Alıştırma yönergesi >> Aşağıdaki satırların hepsini hiçbir değişiklik yapmadan, kelimesi kelimesine yeniden yazın.

== == ==

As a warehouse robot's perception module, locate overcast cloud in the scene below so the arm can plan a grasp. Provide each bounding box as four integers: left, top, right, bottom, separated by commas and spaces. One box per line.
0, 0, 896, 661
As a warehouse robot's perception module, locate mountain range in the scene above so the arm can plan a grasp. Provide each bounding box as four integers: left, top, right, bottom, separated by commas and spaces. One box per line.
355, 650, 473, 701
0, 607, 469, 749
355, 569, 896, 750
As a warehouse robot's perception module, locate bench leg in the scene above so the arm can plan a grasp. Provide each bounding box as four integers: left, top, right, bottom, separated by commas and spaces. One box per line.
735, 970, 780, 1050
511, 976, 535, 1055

== == ==

Yanıt >>
As a warehouse robot's perception module, locate overcast cloud in the scene below so the arm can plan a grasp. Provide each bounding box as four integers: left, top, right, bottom, separated by commas and spaces. One box per line.
0, 0, 896, 661
As a warehouse robot's perception module, locate mountain range in the scene above so the arm can plan a grasp. Provide each bounding box as four integers: left, top, right, bottom, separated by commas and spaces. One box per line.
355, 650, 473, 701
0, 607, 469, 749
355, 569, 896, 750
As a warehouse robot's perception module, locate bench leg in the scene above so the arm can plan a grasp. Provide each bounding box as four integers: left, top, right, bottom, separated by commas and spaces. One box per line.
735, 970, 780, 1050
511, 976, 535, 1055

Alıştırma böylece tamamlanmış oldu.